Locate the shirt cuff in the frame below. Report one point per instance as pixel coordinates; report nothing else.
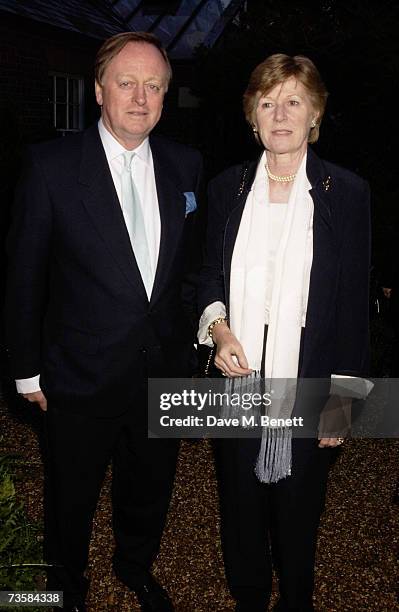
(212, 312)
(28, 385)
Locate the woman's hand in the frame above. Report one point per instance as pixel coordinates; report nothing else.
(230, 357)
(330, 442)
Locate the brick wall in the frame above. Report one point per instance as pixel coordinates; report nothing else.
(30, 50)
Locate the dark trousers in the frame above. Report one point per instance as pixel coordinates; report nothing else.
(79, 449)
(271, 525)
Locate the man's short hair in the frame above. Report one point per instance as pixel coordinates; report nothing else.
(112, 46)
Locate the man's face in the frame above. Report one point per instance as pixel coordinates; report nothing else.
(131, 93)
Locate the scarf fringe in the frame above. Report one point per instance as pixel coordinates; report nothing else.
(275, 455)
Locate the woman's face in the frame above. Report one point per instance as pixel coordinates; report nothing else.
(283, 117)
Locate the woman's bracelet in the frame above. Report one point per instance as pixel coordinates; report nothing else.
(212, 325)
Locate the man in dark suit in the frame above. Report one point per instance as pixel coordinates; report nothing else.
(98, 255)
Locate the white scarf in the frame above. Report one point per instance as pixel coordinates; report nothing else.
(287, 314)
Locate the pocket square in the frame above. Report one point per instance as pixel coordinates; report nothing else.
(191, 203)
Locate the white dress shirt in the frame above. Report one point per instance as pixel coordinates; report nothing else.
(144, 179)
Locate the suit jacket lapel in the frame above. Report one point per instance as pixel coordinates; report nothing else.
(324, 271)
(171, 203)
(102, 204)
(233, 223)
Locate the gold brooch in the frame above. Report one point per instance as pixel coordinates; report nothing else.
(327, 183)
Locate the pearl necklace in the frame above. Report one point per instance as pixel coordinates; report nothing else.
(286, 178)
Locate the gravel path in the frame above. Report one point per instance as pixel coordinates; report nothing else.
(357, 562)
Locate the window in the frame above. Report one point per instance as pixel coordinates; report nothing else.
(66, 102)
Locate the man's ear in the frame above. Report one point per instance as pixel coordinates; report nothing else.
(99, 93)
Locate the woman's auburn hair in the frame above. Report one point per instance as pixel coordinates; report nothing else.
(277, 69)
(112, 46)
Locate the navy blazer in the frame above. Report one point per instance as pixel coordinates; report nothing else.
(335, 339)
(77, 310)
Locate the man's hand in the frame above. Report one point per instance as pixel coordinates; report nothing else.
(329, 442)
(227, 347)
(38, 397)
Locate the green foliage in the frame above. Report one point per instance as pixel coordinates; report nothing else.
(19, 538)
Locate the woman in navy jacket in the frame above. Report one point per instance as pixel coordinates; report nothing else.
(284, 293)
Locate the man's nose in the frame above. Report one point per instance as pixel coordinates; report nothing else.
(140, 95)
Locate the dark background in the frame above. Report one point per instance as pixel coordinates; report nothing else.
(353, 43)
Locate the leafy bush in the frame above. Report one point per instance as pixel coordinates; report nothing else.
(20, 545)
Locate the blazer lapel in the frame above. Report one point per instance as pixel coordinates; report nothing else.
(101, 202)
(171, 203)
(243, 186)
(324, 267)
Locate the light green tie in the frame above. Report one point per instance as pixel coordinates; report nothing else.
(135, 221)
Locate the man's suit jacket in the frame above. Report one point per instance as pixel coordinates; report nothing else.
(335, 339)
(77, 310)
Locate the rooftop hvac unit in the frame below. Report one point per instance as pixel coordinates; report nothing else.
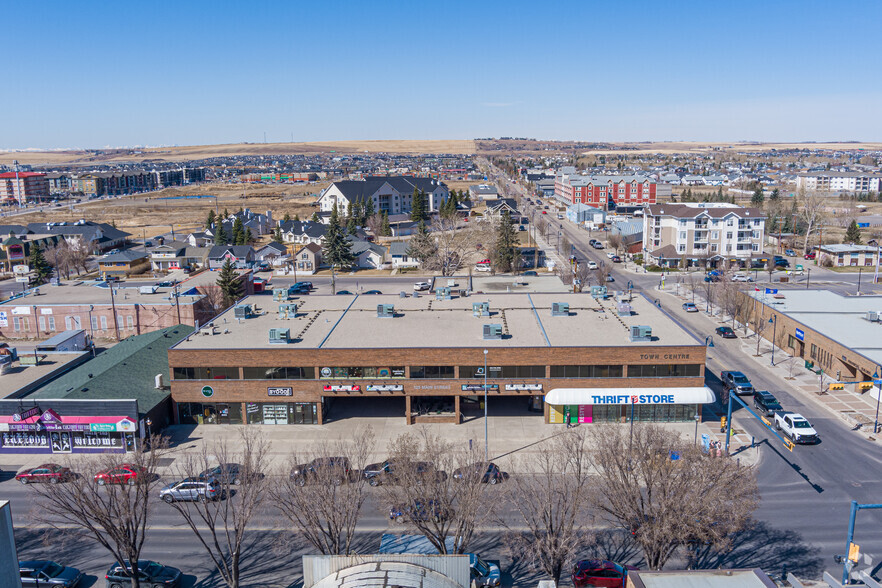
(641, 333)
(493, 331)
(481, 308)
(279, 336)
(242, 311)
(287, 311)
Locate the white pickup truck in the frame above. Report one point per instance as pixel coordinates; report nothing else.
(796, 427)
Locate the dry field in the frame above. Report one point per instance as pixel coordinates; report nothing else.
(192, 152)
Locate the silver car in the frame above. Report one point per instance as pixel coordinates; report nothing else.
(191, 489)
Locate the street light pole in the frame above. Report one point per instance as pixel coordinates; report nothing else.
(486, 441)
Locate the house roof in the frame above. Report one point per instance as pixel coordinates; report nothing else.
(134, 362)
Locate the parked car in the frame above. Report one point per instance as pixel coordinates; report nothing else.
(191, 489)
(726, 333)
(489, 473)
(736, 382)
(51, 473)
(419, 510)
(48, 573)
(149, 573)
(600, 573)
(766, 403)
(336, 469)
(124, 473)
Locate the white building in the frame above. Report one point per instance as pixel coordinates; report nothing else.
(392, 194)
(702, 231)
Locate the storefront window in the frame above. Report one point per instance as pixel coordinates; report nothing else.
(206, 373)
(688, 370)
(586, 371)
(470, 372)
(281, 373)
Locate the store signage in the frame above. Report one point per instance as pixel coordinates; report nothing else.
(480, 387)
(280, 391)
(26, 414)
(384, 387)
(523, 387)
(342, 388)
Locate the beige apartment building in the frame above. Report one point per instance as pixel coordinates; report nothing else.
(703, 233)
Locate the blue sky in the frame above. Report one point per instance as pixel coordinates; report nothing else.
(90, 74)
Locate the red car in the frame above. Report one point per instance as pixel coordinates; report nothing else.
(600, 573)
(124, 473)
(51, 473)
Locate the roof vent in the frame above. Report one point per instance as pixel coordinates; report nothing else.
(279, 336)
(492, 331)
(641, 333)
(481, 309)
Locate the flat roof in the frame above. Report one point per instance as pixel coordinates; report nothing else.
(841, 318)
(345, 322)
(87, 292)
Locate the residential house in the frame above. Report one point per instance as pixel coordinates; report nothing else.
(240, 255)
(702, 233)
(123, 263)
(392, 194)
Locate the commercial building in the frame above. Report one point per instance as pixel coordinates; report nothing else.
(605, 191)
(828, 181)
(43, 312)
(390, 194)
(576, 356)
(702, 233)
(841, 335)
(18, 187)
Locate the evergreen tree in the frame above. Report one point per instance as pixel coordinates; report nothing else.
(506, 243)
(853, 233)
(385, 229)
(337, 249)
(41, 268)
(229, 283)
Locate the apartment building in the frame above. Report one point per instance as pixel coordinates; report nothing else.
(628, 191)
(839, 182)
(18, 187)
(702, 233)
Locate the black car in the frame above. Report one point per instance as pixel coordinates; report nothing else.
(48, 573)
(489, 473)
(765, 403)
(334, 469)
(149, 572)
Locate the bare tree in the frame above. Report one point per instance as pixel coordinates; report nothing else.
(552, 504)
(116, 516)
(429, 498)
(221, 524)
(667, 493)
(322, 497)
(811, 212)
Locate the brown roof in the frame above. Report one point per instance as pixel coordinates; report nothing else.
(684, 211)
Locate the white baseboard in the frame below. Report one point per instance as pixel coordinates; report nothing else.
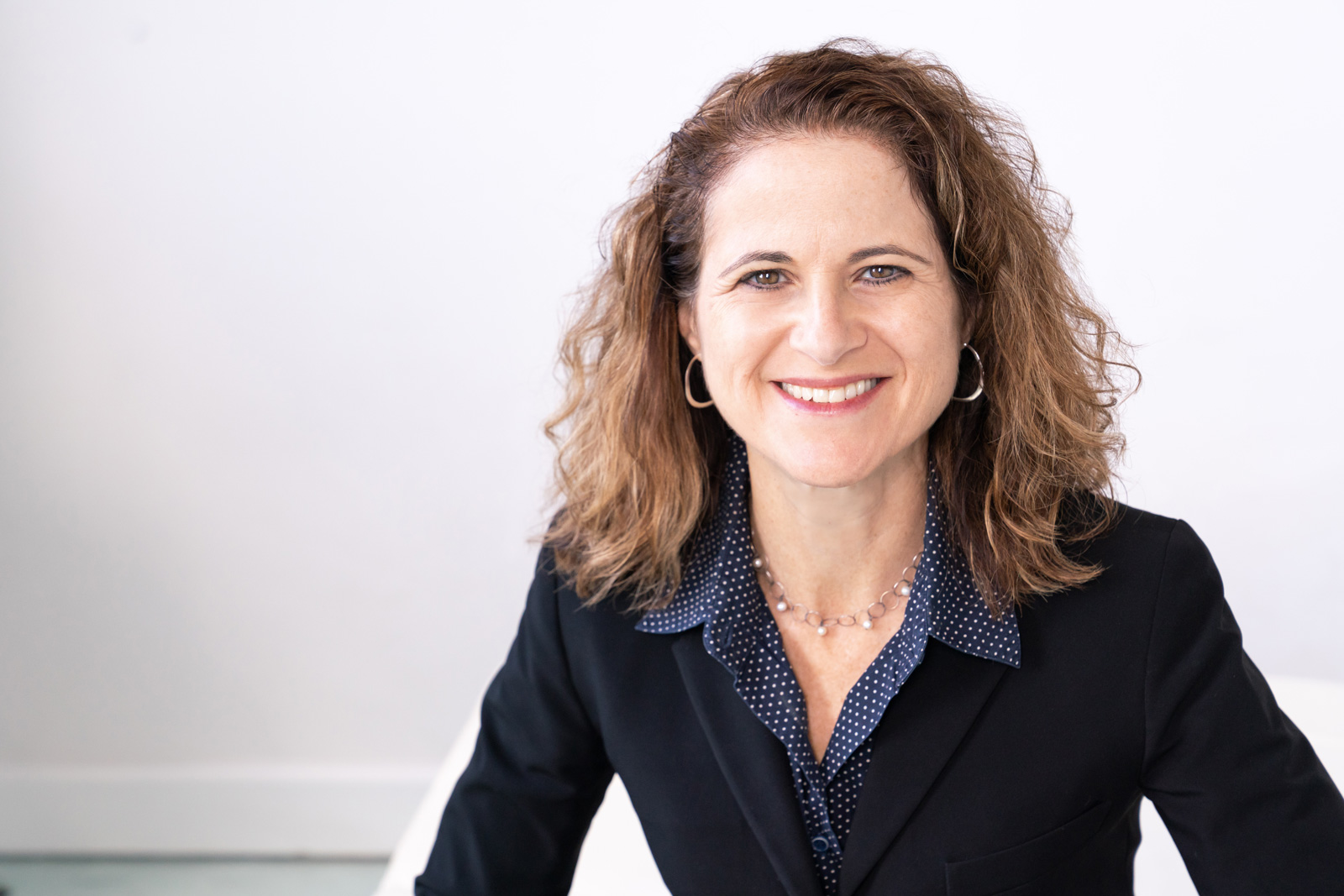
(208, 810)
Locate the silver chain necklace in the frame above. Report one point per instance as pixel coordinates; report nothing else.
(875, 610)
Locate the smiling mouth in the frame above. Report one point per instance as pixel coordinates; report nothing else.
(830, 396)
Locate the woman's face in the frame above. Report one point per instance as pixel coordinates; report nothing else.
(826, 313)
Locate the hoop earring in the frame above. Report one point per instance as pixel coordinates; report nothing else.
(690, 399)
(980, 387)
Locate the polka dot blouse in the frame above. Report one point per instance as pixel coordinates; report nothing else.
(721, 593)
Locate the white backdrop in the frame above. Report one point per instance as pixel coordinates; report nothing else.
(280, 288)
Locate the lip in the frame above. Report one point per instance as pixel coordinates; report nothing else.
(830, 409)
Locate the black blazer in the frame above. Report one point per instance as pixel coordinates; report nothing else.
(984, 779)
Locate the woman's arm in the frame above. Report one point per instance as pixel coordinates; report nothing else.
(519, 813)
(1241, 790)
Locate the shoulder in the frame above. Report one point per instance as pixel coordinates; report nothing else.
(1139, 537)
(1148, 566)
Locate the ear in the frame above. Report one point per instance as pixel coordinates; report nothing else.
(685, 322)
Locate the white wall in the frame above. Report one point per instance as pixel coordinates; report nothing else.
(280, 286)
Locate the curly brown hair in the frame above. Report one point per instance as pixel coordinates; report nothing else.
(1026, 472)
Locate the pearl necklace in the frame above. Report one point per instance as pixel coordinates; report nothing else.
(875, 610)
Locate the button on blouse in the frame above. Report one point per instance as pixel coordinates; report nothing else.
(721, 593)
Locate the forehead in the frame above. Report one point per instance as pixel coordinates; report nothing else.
* * * * * * * * *
What you need to do → Exactly as written, give again every line from the one containing "Locate the ear" through the last line of the material above, and no other lines.

Task solution →
Locate the ear in the frame above. Report one point per instance as pixel coordinates; report nothing else.
(685, 322)
Locate the white wall in the frame above. Report one point per instance as pixel coordinates; report nothing else.
(280, 286)
Locate the curly brown hair in the frame above. Report one point per instance as pixel coordinates; report nothing else.
(1026, 472)
Locate the pearl necklace in the frame above. Report one point per instance as pixel coordinates; report nothing else.
(875, 610)
Locate the button on blouse in the frame above. Report one point per instance as pixel coordinates; report nothing else.
(721, 593)
Locate the forehead in the frame above. Report one point per instance as pixel coordinates; report nothing else.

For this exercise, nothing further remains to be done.